[Opening READING PASSAGE section]
Essential Novak Djokovic Facts For Any Tennis Fan

Love him or hate him, Novak Djokovic has become one of the most divisive figures in professional tennis. While the Serbian-born pro began playing competitively at the tender age of 4, he has since racked up an impressive 21 Grand Slam wins and is widely considered one of the best players to ever grace the court. In fact, when it comes to the 2020 Men's Tennis ATP Rankings, Djokovic currently ranks No. 7 (per ESPN).

But along with serving wins, Djokovic has also courted his fair share of controversy. In 2020, when many tennis matches were canceled due to the COVID-19 pandemic, Djokovic formed a Serbian-based tournament, without enforcing social distancing regulations. To the surprise of nobody, nearly everyone involved in the competition tested positive for COVID-19 within days of the event (per The New York Times). "We tried to do something with the right intentions," Djokovic said of the Adria Tour. "Yes, there were some steps that could have been done differently, of course, but am I going to be then forever blamed for doing a mistake? ... I know that the intentions were right and correct, and if I had the chance ... I would do it again."

Djokovic sparked even more backlash for his criticisms of pay equality in the professional circuit, which didn't exactly endear him to many fans and, of course, the star's infamously nasty temper only makes matters worse. Here's everything you need to know about tennis' bad boy.
[Closing READING PASSAGE section]
[Opening DATA section]
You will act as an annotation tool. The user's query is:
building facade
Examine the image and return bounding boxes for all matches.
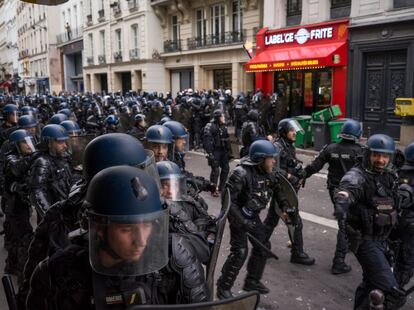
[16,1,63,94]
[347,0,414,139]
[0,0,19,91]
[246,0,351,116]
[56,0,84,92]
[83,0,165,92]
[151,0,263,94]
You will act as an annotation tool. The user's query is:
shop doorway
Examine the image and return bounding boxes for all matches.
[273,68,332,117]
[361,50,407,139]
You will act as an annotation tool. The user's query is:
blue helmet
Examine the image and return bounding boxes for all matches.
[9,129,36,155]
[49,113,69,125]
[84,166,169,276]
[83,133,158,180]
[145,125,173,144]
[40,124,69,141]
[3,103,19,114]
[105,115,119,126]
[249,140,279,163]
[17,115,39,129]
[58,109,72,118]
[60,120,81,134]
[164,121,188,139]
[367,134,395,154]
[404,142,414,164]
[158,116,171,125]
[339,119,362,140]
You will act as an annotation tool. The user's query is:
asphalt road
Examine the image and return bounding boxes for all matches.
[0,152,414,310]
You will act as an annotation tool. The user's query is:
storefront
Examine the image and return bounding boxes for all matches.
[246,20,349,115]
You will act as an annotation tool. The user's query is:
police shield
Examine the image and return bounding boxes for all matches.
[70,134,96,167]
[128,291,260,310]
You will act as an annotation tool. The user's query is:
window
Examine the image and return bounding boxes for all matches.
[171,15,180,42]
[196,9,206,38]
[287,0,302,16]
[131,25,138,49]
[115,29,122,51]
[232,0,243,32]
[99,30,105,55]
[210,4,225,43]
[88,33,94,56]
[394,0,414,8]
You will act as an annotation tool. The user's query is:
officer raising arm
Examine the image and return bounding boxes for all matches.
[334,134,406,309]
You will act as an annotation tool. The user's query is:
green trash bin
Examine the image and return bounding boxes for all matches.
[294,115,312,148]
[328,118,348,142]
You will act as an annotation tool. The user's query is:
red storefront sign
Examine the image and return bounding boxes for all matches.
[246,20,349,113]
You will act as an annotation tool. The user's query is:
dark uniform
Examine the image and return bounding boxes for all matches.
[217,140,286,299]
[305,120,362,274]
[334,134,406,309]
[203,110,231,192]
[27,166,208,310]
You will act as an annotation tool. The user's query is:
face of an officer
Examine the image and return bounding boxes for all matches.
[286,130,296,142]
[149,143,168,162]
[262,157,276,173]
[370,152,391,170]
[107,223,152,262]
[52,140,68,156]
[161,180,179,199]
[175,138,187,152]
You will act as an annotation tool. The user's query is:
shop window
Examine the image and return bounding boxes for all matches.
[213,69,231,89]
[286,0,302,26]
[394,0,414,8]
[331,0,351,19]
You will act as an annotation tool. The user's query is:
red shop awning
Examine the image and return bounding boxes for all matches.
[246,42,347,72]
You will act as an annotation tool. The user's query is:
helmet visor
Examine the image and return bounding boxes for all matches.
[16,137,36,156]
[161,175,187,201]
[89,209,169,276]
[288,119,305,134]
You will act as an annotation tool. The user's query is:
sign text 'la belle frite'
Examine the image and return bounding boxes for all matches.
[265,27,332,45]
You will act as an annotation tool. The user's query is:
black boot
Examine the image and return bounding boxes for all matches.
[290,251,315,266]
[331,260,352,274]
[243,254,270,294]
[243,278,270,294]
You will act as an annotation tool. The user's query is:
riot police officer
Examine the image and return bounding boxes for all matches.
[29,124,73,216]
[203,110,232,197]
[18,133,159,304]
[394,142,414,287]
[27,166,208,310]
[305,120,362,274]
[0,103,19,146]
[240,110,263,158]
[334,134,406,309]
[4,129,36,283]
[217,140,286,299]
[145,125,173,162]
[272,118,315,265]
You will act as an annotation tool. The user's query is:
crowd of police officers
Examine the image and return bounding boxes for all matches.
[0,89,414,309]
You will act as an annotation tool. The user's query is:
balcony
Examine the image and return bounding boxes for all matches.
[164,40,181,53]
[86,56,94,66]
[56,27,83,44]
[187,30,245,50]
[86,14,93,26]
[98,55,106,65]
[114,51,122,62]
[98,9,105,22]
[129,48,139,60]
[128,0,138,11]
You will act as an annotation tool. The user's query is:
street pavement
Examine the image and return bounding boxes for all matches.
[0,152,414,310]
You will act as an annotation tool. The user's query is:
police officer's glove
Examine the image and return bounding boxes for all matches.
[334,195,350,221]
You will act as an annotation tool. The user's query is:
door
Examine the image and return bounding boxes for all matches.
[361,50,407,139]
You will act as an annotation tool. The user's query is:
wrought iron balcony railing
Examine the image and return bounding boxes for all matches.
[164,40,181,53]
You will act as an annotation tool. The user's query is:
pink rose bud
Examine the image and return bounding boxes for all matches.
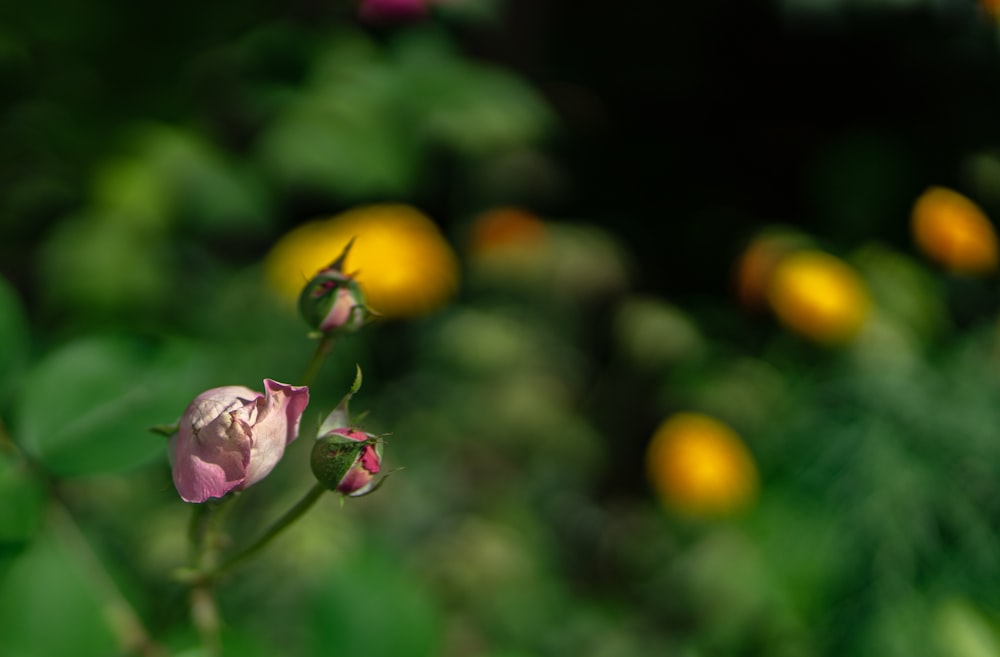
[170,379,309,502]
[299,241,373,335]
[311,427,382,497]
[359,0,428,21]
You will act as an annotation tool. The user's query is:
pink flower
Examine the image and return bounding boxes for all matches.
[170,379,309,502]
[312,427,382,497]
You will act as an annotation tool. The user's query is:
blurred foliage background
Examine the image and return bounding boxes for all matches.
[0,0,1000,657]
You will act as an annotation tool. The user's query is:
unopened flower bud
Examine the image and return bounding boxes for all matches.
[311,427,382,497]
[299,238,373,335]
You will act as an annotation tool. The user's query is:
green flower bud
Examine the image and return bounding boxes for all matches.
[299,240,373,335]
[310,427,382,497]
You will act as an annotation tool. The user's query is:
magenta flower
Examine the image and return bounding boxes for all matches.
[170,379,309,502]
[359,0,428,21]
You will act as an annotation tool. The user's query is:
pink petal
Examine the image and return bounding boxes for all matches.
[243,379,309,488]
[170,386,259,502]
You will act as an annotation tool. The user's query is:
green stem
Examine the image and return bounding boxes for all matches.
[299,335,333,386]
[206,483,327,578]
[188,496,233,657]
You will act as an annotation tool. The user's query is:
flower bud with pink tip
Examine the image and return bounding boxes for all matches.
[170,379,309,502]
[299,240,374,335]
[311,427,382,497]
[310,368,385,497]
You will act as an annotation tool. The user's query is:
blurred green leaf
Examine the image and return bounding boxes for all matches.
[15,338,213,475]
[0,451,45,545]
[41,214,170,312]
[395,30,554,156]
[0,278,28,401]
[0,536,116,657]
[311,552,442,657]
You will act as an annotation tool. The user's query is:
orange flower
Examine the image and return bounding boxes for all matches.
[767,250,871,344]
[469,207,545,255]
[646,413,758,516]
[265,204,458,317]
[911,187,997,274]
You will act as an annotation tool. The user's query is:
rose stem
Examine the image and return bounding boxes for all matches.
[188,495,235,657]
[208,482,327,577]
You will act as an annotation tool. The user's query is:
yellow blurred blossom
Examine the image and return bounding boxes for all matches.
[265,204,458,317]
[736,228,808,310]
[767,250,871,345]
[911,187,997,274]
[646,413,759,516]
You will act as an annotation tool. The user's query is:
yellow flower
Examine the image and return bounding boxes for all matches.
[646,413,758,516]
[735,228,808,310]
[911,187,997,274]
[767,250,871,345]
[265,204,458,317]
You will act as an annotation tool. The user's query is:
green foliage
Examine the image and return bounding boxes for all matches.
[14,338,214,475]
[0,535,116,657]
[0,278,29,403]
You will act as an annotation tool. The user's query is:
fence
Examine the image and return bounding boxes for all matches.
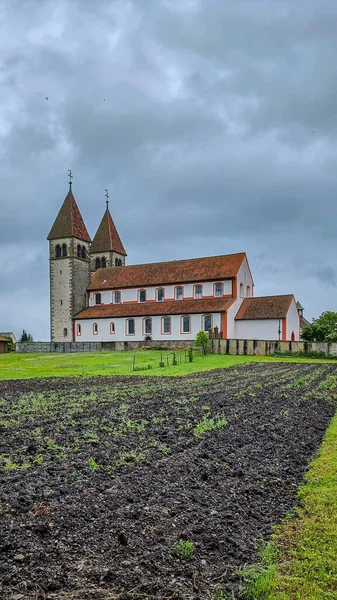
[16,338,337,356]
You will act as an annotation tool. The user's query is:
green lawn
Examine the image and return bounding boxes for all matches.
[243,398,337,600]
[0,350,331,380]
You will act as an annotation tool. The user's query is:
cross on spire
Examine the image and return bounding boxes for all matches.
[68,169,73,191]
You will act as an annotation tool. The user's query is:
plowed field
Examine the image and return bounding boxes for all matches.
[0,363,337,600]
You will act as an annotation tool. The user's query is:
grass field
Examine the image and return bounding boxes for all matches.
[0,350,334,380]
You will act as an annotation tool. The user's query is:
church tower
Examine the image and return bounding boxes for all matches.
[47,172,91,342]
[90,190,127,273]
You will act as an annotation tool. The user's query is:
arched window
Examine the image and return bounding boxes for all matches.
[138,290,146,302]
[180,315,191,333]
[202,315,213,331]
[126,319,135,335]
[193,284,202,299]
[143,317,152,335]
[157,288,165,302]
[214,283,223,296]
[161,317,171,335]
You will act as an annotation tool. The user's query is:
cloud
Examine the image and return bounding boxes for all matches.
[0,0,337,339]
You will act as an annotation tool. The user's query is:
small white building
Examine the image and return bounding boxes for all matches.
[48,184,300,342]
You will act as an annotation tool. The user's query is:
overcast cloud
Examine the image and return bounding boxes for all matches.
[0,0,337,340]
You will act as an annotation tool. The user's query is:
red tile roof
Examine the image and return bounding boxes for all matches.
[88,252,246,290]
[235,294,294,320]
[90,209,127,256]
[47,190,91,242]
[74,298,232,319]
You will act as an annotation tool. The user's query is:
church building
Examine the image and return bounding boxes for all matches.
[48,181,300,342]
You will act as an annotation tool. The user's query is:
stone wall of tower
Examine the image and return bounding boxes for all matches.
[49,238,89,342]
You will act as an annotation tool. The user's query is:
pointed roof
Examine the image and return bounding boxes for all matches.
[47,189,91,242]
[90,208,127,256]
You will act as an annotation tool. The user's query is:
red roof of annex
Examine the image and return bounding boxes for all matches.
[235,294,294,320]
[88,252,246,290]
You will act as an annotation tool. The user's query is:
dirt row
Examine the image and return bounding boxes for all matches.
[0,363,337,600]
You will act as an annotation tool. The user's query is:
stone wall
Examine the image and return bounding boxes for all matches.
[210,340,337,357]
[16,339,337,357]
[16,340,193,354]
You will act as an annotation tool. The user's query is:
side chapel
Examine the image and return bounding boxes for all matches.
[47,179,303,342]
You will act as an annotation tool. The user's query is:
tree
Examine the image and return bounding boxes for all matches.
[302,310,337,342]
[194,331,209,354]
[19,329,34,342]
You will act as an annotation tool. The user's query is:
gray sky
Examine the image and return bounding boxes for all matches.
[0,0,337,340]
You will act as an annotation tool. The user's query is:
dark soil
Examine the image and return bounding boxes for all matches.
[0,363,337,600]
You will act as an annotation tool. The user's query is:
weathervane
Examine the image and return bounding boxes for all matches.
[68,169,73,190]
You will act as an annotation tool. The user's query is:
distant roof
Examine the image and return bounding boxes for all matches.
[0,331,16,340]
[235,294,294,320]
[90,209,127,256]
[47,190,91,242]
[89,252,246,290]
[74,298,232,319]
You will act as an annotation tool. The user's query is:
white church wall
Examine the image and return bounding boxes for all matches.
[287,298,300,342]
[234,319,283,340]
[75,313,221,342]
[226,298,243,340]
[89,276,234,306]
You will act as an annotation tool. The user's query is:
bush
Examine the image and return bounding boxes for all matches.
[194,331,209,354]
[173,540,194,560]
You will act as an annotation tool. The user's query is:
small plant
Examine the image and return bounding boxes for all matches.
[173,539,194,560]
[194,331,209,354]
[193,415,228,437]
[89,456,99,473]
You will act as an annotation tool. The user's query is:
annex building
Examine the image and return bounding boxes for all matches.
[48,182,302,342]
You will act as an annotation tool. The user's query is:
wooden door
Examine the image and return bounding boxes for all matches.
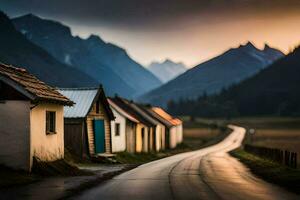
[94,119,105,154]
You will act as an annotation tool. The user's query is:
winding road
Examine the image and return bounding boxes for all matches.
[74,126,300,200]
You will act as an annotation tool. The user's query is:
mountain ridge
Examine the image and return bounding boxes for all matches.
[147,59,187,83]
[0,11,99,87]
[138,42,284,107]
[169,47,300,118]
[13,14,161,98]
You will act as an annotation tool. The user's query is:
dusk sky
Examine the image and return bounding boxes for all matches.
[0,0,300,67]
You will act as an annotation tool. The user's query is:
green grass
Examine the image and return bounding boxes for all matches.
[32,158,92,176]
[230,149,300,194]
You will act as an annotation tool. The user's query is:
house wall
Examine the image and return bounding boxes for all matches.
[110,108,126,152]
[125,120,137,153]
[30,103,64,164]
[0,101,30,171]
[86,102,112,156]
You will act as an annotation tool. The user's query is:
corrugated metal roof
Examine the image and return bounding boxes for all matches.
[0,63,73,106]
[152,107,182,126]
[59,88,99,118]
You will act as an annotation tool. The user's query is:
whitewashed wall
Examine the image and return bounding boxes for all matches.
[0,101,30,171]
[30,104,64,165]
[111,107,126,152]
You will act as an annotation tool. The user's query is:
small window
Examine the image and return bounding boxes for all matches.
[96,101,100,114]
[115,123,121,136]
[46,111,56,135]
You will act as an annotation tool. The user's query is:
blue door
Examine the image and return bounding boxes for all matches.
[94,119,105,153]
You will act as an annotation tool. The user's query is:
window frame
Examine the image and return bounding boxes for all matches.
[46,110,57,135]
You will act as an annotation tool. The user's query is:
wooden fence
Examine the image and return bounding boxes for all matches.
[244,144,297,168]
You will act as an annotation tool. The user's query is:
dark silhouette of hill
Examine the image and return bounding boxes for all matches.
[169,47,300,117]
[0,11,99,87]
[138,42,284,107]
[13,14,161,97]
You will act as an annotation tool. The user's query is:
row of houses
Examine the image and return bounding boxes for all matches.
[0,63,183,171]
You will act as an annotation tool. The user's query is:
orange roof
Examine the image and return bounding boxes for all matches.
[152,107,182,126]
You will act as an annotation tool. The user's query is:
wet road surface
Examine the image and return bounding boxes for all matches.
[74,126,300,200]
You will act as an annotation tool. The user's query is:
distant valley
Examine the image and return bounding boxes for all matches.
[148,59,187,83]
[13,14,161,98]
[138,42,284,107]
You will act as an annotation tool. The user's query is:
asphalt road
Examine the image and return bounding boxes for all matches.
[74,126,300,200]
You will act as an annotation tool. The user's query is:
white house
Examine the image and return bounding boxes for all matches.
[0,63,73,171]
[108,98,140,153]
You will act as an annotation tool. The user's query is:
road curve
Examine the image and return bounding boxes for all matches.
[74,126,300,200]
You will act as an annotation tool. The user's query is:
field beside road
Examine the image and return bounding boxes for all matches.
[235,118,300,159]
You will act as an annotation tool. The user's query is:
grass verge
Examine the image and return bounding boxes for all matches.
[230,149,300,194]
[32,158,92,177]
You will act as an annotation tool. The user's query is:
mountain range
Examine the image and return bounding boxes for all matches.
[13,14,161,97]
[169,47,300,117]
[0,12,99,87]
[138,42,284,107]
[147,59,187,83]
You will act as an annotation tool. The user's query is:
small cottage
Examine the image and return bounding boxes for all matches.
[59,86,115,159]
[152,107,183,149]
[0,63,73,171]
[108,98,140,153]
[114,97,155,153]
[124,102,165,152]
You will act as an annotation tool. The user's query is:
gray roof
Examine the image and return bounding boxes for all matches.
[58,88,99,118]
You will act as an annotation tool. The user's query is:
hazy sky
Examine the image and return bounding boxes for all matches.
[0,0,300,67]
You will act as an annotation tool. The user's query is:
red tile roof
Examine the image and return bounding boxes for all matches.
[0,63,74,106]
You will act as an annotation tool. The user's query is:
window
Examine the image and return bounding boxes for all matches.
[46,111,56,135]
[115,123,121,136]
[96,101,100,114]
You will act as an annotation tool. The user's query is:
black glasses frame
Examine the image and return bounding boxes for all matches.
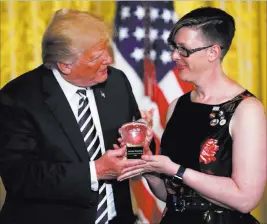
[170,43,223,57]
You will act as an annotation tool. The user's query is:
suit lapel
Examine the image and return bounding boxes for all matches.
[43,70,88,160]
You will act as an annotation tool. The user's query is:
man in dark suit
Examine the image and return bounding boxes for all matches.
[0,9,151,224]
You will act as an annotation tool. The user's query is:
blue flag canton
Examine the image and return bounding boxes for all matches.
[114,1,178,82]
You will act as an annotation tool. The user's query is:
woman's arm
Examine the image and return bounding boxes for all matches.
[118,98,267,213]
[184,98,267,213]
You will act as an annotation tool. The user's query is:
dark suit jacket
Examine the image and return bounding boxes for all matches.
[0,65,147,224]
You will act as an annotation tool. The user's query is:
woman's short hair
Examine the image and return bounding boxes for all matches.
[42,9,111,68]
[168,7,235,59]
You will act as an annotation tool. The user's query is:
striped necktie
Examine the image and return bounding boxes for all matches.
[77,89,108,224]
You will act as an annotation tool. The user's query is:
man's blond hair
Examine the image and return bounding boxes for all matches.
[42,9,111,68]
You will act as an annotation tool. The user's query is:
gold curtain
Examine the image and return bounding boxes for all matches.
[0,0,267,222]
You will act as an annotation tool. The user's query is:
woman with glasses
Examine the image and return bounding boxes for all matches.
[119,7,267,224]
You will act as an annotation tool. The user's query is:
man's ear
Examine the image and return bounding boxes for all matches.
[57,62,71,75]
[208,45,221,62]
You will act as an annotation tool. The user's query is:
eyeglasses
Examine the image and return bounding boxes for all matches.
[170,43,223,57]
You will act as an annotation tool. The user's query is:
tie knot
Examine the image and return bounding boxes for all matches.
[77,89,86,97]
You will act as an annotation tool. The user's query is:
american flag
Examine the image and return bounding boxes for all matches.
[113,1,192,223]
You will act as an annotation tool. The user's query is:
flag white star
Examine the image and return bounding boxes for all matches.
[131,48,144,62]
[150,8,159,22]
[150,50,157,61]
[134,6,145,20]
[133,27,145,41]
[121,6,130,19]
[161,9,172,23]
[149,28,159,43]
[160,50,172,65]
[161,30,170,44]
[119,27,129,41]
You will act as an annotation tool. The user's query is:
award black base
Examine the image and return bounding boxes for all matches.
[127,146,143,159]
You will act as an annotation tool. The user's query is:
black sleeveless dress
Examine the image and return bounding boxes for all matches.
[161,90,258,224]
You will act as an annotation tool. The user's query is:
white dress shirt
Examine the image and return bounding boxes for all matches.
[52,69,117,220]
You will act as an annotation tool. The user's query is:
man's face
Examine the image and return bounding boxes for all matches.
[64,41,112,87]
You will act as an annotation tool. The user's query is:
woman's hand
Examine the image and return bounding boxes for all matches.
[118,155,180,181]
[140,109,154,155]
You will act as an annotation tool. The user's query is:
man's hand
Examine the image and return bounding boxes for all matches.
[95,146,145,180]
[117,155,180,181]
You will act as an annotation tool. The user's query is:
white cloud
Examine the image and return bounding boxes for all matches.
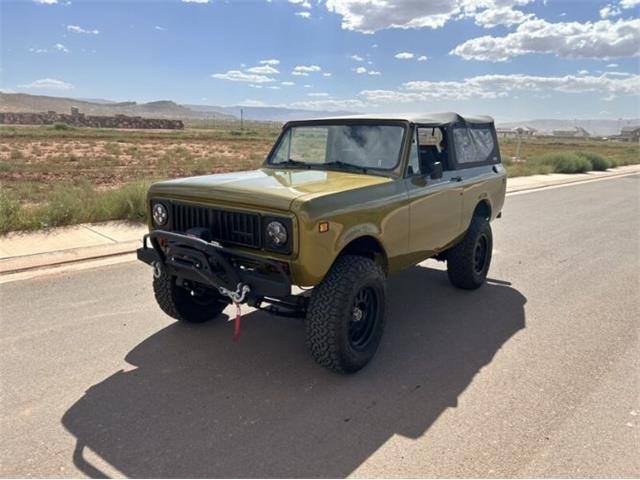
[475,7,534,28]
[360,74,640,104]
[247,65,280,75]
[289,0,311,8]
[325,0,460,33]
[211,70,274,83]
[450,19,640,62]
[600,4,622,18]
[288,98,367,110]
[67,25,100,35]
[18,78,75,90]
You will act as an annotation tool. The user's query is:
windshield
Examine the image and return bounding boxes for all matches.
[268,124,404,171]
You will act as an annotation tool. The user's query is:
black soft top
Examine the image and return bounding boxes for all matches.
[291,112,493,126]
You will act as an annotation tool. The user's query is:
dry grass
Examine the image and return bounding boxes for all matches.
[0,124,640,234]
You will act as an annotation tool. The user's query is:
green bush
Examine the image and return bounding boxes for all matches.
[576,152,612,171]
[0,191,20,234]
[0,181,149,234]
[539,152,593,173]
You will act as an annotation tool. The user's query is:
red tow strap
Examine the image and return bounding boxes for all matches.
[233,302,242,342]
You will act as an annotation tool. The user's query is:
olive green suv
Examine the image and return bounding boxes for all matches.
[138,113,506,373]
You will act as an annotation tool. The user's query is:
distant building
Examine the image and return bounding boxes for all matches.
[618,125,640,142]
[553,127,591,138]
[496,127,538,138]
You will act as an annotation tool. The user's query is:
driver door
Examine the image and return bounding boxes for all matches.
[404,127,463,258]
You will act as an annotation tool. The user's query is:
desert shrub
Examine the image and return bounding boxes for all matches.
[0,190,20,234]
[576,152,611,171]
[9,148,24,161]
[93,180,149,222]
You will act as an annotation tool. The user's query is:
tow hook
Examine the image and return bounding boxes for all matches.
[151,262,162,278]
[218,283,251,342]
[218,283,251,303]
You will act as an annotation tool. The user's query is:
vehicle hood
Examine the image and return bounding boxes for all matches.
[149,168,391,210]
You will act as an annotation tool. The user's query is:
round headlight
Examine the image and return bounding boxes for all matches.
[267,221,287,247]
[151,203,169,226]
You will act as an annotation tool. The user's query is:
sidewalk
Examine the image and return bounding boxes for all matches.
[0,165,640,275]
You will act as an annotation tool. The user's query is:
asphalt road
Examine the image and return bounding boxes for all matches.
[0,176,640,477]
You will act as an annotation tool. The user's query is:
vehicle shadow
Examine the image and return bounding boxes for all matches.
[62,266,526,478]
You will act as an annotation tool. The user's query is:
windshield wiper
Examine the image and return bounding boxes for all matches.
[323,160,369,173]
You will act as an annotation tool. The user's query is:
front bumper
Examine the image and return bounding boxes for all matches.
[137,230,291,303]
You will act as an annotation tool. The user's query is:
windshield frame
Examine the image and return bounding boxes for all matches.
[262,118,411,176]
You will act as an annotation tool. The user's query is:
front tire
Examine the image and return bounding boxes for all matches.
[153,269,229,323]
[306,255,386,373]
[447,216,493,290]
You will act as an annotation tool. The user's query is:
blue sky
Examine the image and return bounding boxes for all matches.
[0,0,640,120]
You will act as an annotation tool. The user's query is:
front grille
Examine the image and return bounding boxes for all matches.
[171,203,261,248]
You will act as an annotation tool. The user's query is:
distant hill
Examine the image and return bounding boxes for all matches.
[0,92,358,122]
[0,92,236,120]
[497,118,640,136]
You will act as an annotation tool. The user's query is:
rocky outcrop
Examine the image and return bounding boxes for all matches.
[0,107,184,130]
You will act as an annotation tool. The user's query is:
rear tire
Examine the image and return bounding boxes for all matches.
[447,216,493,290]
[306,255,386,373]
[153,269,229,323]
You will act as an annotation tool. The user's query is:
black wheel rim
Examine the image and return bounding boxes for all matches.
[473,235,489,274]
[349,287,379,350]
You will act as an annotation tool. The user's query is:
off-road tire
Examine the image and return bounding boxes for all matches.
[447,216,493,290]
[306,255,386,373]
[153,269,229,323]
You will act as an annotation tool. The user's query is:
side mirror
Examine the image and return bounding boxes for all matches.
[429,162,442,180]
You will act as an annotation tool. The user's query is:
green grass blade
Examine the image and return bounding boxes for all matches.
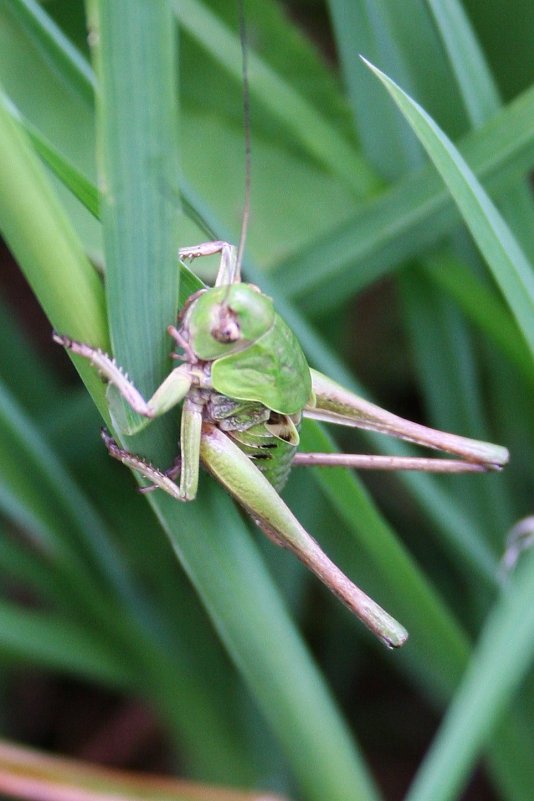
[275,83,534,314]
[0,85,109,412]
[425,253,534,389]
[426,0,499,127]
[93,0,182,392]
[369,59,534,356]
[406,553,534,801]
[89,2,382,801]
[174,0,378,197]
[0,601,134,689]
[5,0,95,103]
[Closing DATA section]
WHAT YOU WILL DO:
Write out the passage on Novak Djokovic from "Essential Novak Djokovic" up to and including "7 (per ESPN).". The records have no connection to the text.

YOUR SOLUTION:
Essential Novak Djokovic Facts For Any Tennis Fan

Love him or hate him, Novak Djokovic has become one of the most divisive figures in professional tennis. While the Serbian-born pro began playing competitively at the tender age of 4, he has since racked up an impressive 21 Grand Slam wins and is widely considered one of the best players to ever grace the court. In fact, when it comes to the 2020 Men's Tennis ATP Rankings, Djokovic currently ranks No. 7 (per ESPN).